### Article
▼▼▼

Jury: Sency not guilty of manslaughter
PLACERVILLE — Not only did all 12 jurors find former South Shore auto mechanic Rodney John Sency not guilty of manslaughter, but the majority of them shook the Kyburz rancher’s hand and wished him well outside the courtroom.
One even inquired when the party would be held at his ranch.
“I’m glad you finally got this behind you,” one juror said to Sency, a former South Lake Tahoe auto mechanic.
“Yeah, it’s been a long five years,” Sency replied.
Guilty verdicts were reached on the two lesser misdemeanor charges of illegal moving of a body and failure to notify the coroner of a death, which together carry a maximum sentence of six months. Most jurors who spoke about the case said Sency’s character combined with victim Edward Ortega’s violent past clinched their finding that the 56-year-old Sency acted in self-defense.
Juror Rachel Manley was surprised the manslaughter charge was even filed.
“It just seems like a total waste of time and money,” she said.
Manley said Sency’s testimony made her decision clear.
“He just came across as sincere and unwavering in his testimony,” she said. “He was never once caught in a lie.”
A juror who declined to give his name said, “To me it just didn’t read. It just didn’t add up.”
Sency’s attorney William Routsis said the wait for the verdict was the toughest he experienced.
“I’d been shaking all morning up until it was read,” he said. “Not only did I know my client was not guilty, but I liked him so much as a person.”
Prosecutor Worth Dikeman stayed in the courtroom with Ortega’s family members after the verdict was read.

▲▲▲

### Exercise goal
Reproduce verbatim the passage of the Sency verdict article starting with "Sency’s attorney William" and going on through "verdict was read.".

### Recorded data
▼▼▼

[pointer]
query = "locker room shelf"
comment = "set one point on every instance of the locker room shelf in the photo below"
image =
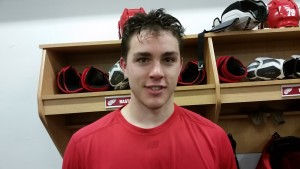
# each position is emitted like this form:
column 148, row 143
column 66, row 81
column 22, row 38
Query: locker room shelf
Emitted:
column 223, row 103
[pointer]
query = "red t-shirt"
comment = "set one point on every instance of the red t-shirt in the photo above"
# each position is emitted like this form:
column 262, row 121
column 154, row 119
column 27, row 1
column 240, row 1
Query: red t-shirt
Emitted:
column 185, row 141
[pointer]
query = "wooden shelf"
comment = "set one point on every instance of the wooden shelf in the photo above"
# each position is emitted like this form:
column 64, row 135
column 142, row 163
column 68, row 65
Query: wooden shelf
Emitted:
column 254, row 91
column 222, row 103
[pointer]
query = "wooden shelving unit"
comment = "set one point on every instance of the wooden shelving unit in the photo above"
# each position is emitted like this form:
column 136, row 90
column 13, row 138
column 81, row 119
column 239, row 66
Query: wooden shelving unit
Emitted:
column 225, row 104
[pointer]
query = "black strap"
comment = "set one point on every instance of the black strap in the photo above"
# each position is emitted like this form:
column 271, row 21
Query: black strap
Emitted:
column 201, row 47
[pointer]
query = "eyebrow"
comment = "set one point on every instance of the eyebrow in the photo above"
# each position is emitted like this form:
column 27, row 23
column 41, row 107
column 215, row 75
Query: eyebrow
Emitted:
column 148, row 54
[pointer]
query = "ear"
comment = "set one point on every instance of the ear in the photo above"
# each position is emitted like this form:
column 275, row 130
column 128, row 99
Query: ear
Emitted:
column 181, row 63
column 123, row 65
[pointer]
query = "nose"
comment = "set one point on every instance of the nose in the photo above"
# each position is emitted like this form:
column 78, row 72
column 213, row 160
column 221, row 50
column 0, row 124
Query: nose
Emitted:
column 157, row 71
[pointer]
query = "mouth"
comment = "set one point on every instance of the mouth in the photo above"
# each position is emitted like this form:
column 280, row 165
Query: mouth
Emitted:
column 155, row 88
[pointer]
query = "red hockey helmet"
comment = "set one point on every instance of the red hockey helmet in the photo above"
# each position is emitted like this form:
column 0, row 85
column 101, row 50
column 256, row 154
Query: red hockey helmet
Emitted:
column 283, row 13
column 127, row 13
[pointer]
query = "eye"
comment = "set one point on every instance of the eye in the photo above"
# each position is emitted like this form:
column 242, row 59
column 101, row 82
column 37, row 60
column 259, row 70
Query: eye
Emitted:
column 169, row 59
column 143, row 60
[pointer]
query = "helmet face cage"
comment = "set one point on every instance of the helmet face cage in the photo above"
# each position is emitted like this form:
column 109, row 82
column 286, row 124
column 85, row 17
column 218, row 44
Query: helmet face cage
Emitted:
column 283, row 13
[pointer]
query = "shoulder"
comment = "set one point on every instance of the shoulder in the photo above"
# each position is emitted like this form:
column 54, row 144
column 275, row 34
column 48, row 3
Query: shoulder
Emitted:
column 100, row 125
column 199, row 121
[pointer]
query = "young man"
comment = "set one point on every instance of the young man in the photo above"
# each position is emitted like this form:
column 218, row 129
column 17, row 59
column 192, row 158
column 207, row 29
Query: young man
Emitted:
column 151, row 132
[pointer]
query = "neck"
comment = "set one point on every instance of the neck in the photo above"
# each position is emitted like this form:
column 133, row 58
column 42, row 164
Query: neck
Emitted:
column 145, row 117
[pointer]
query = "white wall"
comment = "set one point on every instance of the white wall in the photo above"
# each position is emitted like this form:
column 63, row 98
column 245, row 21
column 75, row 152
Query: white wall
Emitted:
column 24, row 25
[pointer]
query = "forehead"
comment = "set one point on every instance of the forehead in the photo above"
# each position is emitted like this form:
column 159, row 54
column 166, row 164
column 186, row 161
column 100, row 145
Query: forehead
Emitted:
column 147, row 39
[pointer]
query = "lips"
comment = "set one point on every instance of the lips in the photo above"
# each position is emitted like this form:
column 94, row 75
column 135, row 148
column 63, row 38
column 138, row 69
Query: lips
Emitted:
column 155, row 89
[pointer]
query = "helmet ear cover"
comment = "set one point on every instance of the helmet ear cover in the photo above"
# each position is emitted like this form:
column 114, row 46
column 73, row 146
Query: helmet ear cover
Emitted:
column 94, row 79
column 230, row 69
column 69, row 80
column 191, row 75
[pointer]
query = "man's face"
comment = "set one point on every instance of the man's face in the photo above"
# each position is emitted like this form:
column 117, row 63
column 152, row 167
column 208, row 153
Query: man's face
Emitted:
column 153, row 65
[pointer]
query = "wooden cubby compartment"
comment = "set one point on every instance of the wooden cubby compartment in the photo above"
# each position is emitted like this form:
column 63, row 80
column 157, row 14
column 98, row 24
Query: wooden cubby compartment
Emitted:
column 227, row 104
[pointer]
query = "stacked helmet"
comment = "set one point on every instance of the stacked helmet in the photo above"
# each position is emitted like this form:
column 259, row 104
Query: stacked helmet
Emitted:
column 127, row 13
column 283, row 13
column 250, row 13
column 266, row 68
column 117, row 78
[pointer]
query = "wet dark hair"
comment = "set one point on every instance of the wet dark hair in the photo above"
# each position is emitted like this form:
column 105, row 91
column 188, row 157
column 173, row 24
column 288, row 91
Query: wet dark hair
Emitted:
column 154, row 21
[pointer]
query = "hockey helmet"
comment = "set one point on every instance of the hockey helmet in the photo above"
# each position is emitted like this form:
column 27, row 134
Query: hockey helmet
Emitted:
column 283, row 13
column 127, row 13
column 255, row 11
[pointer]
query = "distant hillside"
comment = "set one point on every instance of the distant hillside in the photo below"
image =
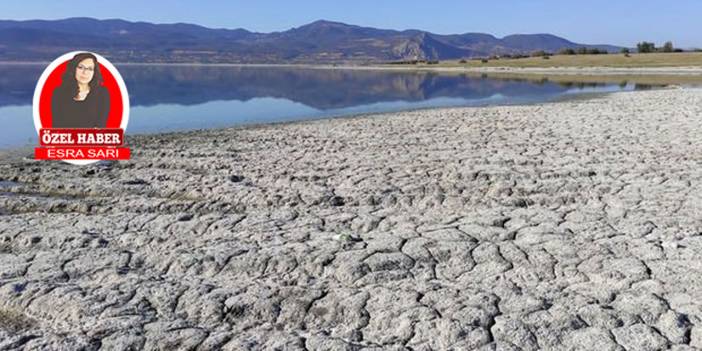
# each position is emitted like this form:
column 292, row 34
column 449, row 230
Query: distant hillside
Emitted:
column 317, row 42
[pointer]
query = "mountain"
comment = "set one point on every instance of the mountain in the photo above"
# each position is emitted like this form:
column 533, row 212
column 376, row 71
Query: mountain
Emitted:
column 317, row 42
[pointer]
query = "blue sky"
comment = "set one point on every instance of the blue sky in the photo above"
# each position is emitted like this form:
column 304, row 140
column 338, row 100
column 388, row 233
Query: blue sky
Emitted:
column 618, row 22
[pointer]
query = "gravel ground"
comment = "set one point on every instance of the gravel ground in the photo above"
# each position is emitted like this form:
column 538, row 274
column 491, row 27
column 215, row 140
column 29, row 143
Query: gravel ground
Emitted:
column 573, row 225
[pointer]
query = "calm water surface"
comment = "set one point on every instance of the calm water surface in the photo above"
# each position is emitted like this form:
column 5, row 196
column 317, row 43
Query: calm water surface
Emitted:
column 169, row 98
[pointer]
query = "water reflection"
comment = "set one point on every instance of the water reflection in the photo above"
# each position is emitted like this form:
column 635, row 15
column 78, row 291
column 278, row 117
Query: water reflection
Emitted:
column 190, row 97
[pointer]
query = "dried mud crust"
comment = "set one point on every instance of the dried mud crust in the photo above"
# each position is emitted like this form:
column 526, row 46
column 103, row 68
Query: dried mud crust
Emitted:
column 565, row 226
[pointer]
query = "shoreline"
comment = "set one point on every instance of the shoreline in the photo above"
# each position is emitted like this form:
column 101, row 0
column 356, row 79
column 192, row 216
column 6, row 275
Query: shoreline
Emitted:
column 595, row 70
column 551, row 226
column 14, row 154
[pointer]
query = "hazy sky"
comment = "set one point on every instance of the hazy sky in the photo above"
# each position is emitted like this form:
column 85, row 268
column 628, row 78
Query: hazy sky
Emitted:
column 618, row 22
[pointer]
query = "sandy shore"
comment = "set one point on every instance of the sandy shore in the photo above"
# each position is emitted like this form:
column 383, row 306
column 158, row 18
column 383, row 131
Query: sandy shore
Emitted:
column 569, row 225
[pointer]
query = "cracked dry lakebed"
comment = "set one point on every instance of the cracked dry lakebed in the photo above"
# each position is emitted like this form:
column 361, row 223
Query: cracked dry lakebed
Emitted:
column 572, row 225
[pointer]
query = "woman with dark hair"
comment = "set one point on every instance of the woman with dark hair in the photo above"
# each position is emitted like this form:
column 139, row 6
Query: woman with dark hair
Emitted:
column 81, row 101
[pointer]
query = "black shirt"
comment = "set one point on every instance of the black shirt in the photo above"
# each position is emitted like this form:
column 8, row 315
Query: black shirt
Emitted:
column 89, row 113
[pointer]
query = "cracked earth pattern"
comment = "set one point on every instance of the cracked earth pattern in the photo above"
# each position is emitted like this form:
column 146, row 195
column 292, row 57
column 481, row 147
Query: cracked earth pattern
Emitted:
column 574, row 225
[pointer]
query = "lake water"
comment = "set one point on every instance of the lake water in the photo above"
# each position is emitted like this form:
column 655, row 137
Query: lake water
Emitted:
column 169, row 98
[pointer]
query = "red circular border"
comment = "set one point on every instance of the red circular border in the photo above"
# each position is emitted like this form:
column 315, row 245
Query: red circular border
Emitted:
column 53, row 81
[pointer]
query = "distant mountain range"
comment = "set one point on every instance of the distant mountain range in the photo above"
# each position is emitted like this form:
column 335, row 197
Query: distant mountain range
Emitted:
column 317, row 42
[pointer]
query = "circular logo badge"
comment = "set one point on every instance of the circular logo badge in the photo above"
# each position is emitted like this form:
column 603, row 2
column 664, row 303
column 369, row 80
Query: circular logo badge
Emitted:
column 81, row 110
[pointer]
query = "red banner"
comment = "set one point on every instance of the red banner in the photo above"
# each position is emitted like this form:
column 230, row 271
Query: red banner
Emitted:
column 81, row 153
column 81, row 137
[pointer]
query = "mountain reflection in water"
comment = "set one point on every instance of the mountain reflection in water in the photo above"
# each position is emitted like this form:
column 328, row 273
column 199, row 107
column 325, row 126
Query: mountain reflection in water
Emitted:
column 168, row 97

▲▲▲
▼▼▼

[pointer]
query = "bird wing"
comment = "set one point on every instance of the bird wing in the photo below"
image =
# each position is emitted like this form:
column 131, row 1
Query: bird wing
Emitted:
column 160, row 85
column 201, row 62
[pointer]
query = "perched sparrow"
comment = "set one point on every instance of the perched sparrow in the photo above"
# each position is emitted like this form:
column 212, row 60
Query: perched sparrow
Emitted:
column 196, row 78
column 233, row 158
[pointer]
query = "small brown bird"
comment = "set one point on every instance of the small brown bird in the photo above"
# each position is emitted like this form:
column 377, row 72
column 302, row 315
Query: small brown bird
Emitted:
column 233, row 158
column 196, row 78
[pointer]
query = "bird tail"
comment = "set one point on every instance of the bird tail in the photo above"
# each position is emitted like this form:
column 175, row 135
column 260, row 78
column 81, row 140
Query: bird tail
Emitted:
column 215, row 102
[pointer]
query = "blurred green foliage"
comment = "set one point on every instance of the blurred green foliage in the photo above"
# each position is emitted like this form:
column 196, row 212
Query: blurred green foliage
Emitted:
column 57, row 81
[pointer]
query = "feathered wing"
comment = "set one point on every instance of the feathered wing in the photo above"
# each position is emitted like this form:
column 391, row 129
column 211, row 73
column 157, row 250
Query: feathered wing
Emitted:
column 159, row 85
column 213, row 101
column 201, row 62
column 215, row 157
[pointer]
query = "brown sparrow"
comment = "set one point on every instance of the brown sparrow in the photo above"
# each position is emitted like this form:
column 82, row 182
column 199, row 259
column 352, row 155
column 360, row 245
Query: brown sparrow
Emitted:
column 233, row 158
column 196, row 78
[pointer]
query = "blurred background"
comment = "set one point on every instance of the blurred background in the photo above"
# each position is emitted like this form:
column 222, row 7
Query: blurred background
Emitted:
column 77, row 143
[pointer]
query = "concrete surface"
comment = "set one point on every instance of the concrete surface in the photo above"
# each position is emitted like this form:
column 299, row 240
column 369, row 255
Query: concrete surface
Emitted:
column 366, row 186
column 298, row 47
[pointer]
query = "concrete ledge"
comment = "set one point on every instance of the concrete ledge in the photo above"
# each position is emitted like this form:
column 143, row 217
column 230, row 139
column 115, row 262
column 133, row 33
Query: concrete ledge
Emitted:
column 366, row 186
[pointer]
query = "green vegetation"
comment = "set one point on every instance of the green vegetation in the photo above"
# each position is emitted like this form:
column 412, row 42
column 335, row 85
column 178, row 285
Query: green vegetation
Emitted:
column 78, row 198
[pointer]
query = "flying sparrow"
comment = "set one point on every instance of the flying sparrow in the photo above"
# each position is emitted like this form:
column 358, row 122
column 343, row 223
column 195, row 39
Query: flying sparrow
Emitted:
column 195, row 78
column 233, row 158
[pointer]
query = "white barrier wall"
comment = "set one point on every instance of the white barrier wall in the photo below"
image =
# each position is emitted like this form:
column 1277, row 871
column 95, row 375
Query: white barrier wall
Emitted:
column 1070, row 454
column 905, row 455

▲▲▲

### Expected answer
Sency’s attorney William Routsis said the wait for the verdict was the toughest he experienced.
“I’d been shaking all morning up until it was read,” he said. “Not only did I know my client was not guilty, but I liked him so much as a person.”
Prosecutor Worth Dikeman stayed in the courtroom with Ortega’s family members after the verdict was read.